[What you are asked to do] Print each record below character for character.

[Stored data]
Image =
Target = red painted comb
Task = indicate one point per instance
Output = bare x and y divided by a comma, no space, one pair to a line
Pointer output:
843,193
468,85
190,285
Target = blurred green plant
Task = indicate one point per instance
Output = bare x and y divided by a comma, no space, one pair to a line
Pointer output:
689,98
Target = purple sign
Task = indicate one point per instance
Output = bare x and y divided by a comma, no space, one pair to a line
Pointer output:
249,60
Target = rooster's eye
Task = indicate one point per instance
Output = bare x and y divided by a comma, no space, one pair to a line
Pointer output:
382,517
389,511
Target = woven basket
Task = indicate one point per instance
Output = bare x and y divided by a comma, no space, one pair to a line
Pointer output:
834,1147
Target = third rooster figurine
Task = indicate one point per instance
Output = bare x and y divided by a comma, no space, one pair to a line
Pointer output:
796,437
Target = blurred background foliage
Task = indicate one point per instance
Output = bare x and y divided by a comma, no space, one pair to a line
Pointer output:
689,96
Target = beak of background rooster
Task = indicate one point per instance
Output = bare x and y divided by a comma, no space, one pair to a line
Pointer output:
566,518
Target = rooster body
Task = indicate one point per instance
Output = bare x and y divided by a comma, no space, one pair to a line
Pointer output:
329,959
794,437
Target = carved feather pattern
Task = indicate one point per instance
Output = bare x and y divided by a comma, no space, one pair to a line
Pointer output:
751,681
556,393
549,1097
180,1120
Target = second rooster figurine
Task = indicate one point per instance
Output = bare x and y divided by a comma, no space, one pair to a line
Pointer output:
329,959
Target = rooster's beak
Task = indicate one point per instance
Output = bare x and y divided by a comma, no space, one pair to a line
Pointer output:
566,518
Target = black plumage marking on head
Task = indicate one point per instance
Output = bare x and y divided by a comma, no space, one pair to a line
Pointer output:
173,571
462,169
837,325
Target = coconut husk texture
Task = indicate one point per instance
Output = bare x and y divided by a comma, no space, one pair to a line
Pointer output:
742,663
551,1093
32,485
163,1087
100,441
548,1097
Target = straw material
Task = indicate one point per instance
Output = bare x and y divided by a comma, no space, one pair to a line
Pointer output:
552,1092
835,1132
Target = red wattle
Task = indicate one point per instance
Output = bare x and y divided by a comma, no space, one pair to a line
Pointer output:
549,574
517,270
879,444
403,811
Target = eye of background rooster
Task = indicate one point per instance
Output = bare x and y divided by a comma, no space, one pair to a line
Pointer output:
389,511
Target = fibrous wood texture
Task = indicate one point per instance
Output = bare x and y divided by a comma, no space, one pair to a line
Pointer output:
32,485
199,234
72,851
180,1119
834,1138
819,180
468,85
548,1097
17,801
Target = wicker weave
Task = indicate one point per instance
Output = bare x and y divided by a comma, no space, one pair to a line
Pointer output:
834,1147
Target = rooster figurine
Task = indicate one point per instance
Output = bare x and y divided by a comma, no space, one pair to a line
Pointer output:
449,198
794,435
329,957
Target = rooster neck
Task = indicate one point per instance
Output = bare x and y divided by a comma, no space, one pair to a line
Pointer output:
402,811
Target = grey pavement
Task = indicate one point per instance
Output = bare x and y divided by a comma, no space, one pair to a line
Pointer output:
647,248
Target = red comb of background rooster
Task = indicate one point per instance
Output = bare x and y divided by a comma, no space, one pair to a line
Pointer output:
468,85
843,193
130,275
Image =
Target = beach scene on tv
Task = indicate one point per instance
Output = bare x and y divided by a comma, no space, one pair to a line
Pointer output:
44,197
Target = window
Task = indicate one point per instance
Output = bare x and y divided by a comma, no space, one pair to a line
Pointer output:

[Exercise response]
Image =
Target = red painted comb
Task = indicate one point per instance
Output = bare x and y divided by a comma, no space, one pair to a line
Pointer output:
843,193
468,85
190,285
Target = blurred green plant
Task = indicate one point per instance
Output = bare x and y divided by a comma, no space, one pair to a line
Pointer output:
689,98
Target = purple sign
Task = indicate one point per instance
Output = bare x and y divided by a comma, no space, one pair to a line
Pointer output:
249,60
Target = rooster's eye
Task = indicate one point per instance
Output = bare x and y divided by a comma, no space, one pair to a line
Pointer output:
382,517
389,511
Target = woven basket
Task = indicate one point per instance
Output = bare x and y divided by a comma, no space, one pair to a line
Pointer output:
834,1147
Target = third rooster figurine
Task = indicate one point per instance
Output = bare x and y divided by a comma, no space, one pair to a line
Pointer output:
796,437
Target = blurred background foliage
Task = indicate one point per instance
Output = bare x and y divided by a comma, no space, one pair to a line
Pointer output:
689,96
Target = beak of background rooster
Task = indicate one point per instance
Output = bare x and y divided by a comma, no space, one pair to a line
Pointer output:
566,518
Target = rooster body
Task = indicate one point per instance
Output = bare x and y divided by a comma, no space, one pair to a line
Pointer output:
329,959
794,437
Target = carved feather pattern
Task = indicate one point per instance
Output = bare x and y divided by a comma, no space, one pair to a line
Pointer output:
751,681
556,393
549,1097
180,1120
Target = second rooster figurine
Task = indicate one point per instance
Output = bare x and y divided by a comma, no space, one pair to a line
Pointer output:
329,959
Target = rooster's beak
Task = indicate one point per instance
Output = bare x and y divided by a comma, no space, one pair to a line
Pointer output:
566,518
Target = black plumage marking on head
Task = indicate one point per instance
Output = bare x and y divided by a comma, no space, one pair to a line
Pointer output:
173,571
462,169
837,325
Target = coconut husk texture
Task = indicate one point per instance
Output = bare x and y divided by a comma, no space, one pair to a line
Pointer output:
742,663
551,1093
32,485
163,1087
100,441
548,1097
Target = straw material
Task = indicate one point per instance
Output = bare x and y divided by a comma, no space, one pair to a line
Pointer output:
552,1092
835,1132
Target = red wattle
Task = indicate one point per instance
Output = bare x and y divided by a comma, no space, one pair to a line
Pointer output:
549,574
517,270
879,444
403,811
Target = eye of background rooster
Task = indicate one point per instance
Output = bare x and y divided by a comma, no space, one pair to a line
Pointer output:
389,511
Target = fibrous wood texture
Task = indicate one point per instance
Output = bare x and y divided by a comma, no space, one pair to a line
Pointer output:
32,485
199,234
72,851
180,1119
834,1138
819,180
468,85
548,1097
17,801
Target = wicker weave
Task = indicate one point per instance
Output = bare x and y divided by a comma, no space, one pair to a line
Pointer output:
834,1147
Target = rooster figurine
Task = indicate one point per instance
Output = bare x and y divided by a comma, no space, one pair to a line
Pointer output:
449,198
794,435
329,957
Target = rooster neck
Task = indicate one point per instance
Output = bare x and y divided by a comma, no space, one pair to a line
Pointer output:
402,811
Target = grey pavement
Task = indicate one point per instance
Output = bare x and y divided by a comma, no space, one pair to a line
Pointer output:
647,248
Target = red comb of background rooster
Task = indicate one point per instance
Output = bare x and y divided by a comma, no space, one pair to a line
Pointer output:
468,85
843,193
130,275
Image =
Target = beach scene on tv
Task = indicate one point per instance
Output = bare x and y divided by a comma, no space, one pair to a line
Pointer output:
44,197
Target = window
Task = indicate one point per instance
Output = bare x and y divided by a comma, no space, one pair to a line
Pointer output:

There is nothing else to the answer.